Assignment 1:
Condense the paragraph of the essay on cancer and trials that begins "Before cancer, I often found myself shocked" into a short bulleted list that keeps its main facts.
Assignment 2:
Decide whether each statement agrees with the essay on cancer and trials. Answer yes or no for each, quoting the words of the essay that settle it.
(a) Before cancer, the writer was often shocked that some people couldn't handle certain trials.
(b) The writer had experienced the death of a parent.
(c) The writer concludes that comparing their life with others' lives should continue.
Assignment 3:
Resume the essay on cancer and trials where it ends and write what comes next.

BEGIN Excerpted text

Before cancer, I often found myself shocked that some people weren’t able to handle certain trials. Then I experienced a trial that was extremely difficult to handle, and I realized how wrong I had been to attempt to judge the lives of others. Cancer progresses in a somewhat public eye, so when people saw me as the bald and broken cancer patient, they would express things like, “I don’t know how you do it,” or “When I think about what you’re going through, I realize that I don’t have anything to complain about.” At the same time, I began to say, “Yes, I have cancer. But I have not experienced divorce, abuse, the death of a parent or child, job loss, poverty, addictions, having a child with a disability, or many other major storms that have burdened the lives of others.”
This life is one of testing, but the tests look different for each of us. One insightful Church member observed: “Everyone has different trials, and Heavenly Father is aware of those. If we are humble enough to follow the plan He has for us, we’ll be happy.”5
Through my cancer experience, my heart was changed to understand that not one person’s story is just like mine—not their strengths or weaknesses; not their triumphs or trials. So I should quit comparing my life to others’ lives.

END Excerpted text
BEGIN Entries provided

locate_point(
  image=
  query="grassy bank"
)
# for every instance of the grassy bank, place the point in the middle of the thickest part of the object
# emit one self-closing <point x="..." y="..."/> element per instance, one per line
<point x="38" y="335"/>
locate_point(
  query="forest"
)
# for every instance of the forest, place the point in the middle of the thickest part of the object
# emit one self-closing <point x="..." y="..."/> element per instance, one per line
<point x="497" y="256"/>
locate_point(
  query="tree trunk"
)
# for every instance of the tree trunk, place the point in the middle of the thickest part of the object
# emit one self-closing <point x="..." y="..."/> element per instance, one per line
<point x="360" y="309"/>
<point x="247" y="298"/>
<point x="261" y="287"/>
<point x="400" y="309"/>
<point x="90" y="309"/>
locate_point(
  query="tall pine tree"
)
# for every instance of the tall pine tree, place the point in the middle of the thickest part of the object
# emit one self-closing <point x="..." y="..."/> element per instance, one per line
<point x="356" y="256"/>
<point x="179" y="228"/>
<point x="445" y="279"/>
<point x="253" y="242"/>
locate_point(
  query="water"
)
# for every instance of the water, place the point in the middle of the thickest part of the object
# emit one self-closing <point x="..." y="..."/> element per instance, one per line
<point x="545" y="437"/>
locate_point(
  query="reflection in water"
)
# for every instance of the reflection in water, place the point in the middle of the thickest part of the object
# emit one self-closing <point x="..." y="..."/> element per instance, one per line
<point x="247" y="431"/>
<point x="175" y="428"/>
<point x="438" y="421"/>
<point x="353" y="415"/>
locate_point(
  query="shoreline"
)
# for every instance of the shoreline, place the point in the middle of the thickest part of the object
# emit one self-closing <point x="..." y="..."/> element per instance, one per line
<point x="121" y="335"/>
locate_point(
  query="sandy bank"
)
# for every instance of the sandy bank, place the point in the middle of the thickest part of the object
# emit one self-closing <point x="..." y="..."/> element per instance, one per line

END Entries provided

Exercise result 1:
- Before cancer, the writer was often shocked that some people couldn't handle certain trials.
- A very hard trial of the writer's own showed how wrong it had been to judge others' lives.
- Because cancer happens somewhat in public, people who saw the writer as a bald, broken patient said things like "I don't know how you do it."
- Meanwhile, the writer began pointing out that, despite having cancer, they had not gone through divorce, abuse, the death of a parent or child, job loss, poverty, addictions, raising a child with a disability, or many other major storms others have faced.

Exercise result 2:
(a) Yes: "Before cancer, I often found myself shocked that some people weren’t able to handle certain trials."
(b) No: "But I have not experienced divorce, abuse, the death of a parent or child"
(c) No: "So I should quit comparing my life to others’ lives."

Exercise result 3:
Years ago, President N. Eldon Tanner (1898–1982), First Counselor in the First Presidency, taught: “It is not possible to judge another fairly unless you know his desires, his faith, and his goals. … People are not in the same position. … It is not where you are but the direction in which you are going that counts.”6
My conversion to the Lord helped me understand that without the Savior, none of us will ever have the hope of becoming perfect.
The Savior’s promised pattern was true for me: after much tribulation, I was converted, and He healed me (see D&C 112:13).
My doctor proclaimed, “You are cancer free.”
I celebrated being in remission, but the joy was short-lived. Only a year later we received the news that cancer had returned, this time in my bones. There is no cure this time, but I am still converted. I have not lost faith or the hope in miracles. During times of trial we have more reason to seek and to find our Savior and to take His yoke upon us (see Matthew 11:29–30).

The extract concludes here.